● **Task objective**
From the opinion piece below on South Korea's April 15 general elections, quote word for word the part that opens with the words containing "The conservative party of" and closes with "and anti-market regulations.".

● **Source passage**

————————

Awful Things Lie Ahead of South Korea

Ruling Democratic Party leader Lee Hae-chan (second from right in the front row) chants for the party’s 2020 general election victory at the 2019 Summer Seminar of Female Party Members.

The conservative party of South Korea suffered a crushing defeat at the April 15 general elections. As a result, the Moon Jae-in administration came to dominate the executive, judicial and legislative branches for the first time since the nation’s democratization in 1987 to complete a single huge power.

For the past three years, the left-wing administration’s interest was just to extend its power by winning the general elections. During the period, the government came up with a series of policies to serve the political purpose with national interests and the future of the nation neglected. The examples include income-led growth, excessive minimum wage adjustment, excessive working hour reduction, nuclear phase-out, delayed labor reform, corporate bashing and anti-market regulations.

The policies have led to dire consequences. The Moon Jae-in administration has been busy misleading the public, instead of fixing what is wrong, in the face of more than enough evidences of side and adverse effects. It has blamed the others and lied over and over. In addition, it has created fake jobs by pouring taxpayers’ money and tampered with economic indices and figures.

Its economic failure should have led to its defeat at the elections. However, voters were blinded by the outbreak of COVID-19 and the ruling party’s and government’s spending to take advantage of the situation determined the winner and the loser. The opposition parties could not criticize them as being populist with both the United States and Europe pouring money in order to deal with the disaster.

In the end, the casting vote was exercised by those who chased the government’s disaster relief money, one million won at best, while refusing to hold those in power responsible. Those voters do not regard populism as a target of criticism and would not be concerned even if South Korea falls into a situation similar to those of some Southern European and Latin American countries. The Moon Jae-in administration’s strategy of holding out until the elections resulted in a paradoxical success, taking advantage of the pandemic.

The defeat of the conservative party resulted from its failure in terms of reality check, too. The party remained obsessed with cold war and anti-communism paradigms, which are no longer valid. It clung to the myth of industrialization in the 1970s while ignoring today’s zeitgeist of fairness, solidarity and coexistence. Its indifference to the new values caused young voters to turn their back on the conservative party.

Under the circumstances, the ruling party is not planning to change its policy direction. Despite worsening economic indices, it is focusing on nothing but the 2022 presidential election to retain its power. The Moon Jae-in administration is leaning on the pandemic situation to do so, but the repercussions of the pandemic will reveal its incompetence and irresponsibility rather than covering up its failure. This is because statistical manipulations and makeshift measures based on taxpayers’ money would not be effective anymore amid a radical turndown of the national economy.

The financial resources of the government are already running out and large-scale government bond issuance is likely to continue. The government’s soaring debts cannot but lead to a lower sovereign credit rating and a bigger economic crisis. The voters who produced the result of the recent elections will have to face a new experience in which populism prevails with what is wrong not fixed at all; they will encounter a country that they have never had, as the President Moon said at his inauguration speech three years ago.

————————

● **Extracted entries**
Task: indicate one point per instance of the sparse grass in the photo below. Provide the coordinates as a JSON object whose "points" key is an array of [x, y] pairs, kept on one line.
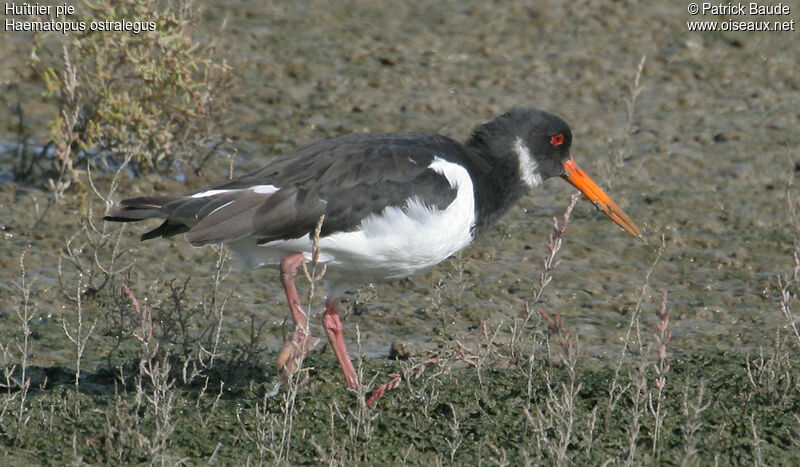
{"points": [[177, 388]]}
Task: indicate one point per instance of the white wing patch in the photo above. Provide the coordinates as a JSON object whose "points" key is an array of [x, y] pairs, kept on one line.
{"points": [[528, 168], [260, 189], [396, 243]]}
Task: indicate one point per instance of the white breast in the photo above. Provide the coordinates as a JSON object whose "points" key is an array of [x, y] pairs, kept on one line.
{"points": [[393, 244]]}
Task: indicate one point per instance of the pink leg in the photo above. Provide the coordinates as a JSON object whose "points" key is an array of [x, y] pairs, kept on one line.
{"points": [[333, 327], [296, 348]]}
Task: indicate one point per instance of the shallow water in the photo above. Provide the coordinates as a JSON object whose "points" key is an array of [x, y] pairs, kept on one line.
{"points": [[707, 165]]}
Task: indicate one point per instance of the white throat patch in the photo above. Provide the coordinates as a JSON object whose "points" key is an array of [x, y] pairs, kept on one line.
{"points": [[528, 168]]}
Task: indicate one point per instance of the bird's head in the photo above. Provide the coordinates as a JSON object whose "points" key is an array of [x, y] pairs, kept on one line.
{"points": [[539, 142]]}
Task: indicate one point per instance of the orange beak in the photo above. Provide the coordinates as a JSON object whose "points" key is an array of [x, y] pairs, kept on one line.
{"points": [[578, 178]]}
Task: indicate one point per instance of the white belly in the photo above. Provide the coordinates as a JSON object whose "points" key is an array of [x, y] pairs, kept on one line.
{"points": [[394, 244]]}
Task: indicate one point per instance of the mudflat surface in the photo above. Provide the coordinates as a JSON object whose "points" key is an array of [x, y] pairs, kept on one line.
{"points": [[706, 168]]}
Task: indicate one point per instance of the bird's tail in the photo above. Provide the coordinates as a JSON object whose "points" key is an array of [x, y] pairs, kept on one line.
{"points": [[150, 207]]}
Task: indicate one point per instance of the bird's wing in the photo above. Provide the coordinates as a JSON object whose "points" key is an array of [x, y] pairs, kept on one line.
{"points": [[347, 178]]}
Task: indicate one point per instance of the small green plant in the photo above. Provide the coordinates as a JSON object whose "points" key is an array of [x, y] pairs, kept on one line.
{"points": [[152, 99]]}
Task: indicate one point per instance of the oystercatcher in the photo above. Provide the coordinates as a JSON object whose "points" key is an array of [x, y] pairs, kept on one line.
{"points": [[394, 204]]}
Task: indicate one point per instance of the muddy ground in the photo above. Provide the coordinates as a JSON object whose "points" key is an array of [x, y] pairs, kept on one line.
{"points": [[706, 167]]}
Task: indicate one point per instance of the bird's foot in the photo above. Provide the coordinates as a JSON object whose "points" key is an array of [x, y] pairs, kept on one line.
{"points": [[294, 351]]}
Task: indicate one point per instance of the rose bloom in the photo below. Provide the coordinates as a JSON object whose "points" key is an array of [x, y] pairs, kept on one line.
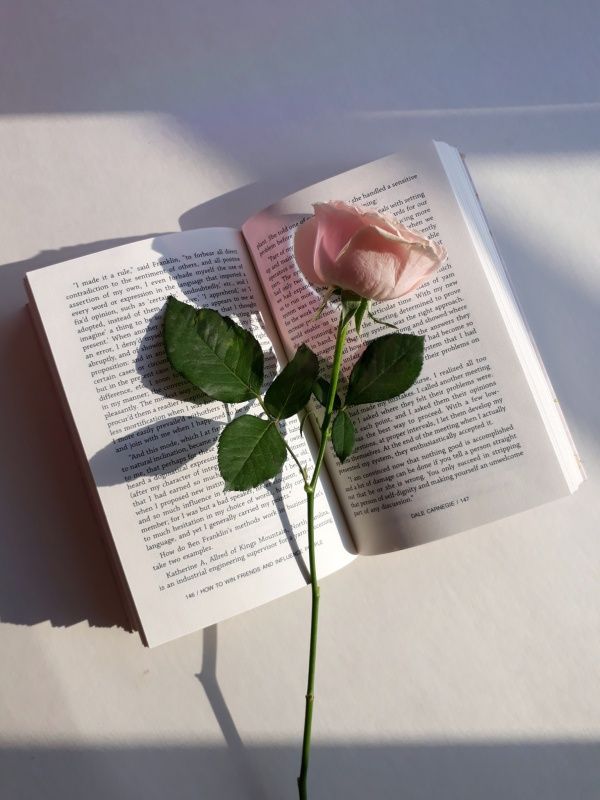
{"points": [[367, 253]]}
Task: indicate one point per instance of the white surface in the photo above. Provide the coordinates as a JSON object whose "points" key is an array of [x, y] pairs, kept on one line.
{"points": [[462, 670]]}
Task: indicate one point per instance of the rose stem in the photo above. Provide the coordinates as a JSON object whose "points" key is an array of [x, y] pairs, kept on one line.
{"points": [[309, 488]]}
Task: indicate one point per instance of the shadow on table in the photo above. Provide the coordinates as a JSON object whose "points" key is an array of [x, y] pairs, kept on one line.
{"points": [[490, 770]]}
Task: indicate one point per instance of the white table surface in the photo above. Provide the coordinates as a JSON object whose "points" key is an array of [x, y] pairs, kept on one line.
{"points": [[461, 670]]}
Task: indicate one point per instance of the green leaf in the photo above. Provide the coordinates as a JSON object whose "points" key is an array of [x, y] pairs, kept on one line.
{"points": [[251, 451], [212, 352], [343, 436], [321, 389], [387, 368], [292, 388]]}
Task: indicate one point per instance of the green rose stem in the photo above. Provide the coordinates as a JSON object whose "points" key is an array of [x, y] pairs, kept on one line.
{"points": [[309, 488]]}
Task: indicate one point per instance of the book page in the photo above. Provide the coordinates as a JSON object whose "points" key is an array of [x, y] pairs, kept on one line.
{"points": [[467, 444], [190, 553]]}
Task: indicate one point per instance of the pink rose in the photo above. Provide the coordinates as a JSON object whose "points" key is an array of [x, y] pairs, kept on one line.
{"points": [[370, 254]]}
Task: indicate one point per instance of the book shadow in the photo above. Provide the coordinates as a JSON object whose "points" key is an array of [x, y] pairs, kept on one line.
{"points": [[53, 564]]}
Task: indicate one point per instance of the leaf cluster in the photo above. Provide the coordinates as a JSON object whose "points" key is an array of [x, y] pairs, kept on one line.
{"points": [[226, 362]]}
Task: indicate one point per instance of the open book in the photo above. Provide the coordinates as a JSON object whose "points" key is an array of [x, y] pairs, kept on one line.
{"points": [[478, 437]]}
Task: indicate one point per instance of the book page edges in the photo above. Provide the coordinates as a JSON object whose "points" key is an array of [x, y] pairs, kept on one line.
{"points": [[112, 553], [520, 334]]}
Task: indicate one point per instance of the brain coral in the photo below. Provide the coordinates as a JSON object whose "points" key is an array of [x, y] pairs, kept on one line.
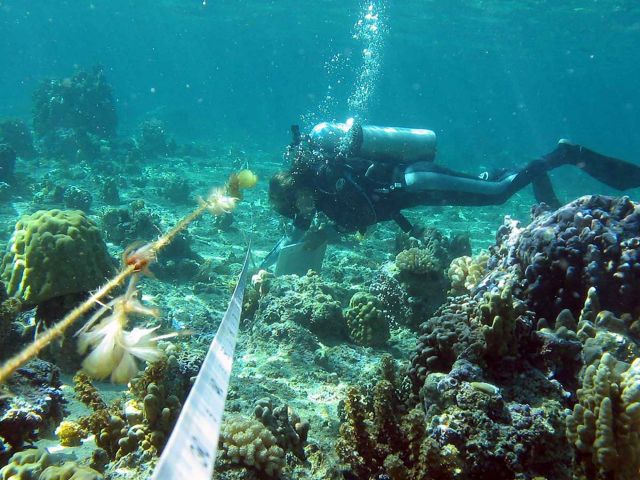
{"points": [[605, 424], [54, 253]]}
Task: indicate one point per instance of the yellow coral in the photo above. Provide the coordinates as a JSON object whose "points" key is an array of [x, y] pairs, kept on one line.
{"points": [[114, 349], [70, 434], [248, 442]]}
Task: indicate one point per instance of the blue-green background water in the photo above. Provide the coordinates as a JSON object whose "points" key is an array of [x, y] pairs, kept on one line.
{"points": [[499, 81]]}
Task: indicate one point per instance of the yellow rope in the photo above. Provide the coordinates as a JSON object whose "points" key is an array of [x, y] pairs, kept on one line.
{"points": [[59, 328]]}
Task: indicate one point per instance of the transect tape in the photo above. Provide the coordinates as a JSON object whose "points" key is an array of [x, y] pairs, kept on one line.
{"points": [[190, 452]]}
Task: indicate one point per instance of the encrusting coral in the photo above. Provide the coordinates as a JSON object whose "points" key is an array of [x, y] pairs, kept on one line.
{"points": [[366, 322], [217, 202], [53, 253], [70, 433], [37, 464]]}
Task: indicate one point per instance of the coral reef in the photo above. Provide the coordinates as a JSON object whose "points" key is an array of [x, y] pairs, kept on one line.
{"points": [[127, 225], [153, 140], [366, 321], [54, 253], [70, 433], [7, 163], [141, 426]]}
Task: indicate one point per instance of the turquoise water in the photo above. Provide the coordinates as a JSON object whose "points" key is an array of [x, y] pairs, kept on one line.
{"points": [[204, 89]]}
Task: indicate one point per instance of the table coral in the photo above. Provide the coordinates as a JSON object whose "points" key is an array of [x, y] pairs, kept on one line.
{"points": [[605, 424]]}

————————

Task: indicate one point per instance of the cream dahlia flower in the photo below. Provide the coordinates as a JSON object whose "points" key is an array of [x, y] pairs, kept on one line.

————————

● **Task output**
The conservative party of South Korea suffered a crushing defeat at the April 15 general elections. As a result, the Moon Jae-in administration came to dominate the executive, judicial and legislative branches for the first time since the nation’s democratization in 1987 to complete a single huge power.

For the past three years, the left-wing administration’s interest was just to extend its power by winning the general elections. During the period, the government came up with a series of policies to serve the political purpose with national interests and the future of the nation neglected. The examples include income-led growth, excessive minimum wage adjustment, excessive working hour reduction, nuclear phase-out, delayed labor reform, corporate bashing and anti-market regulations.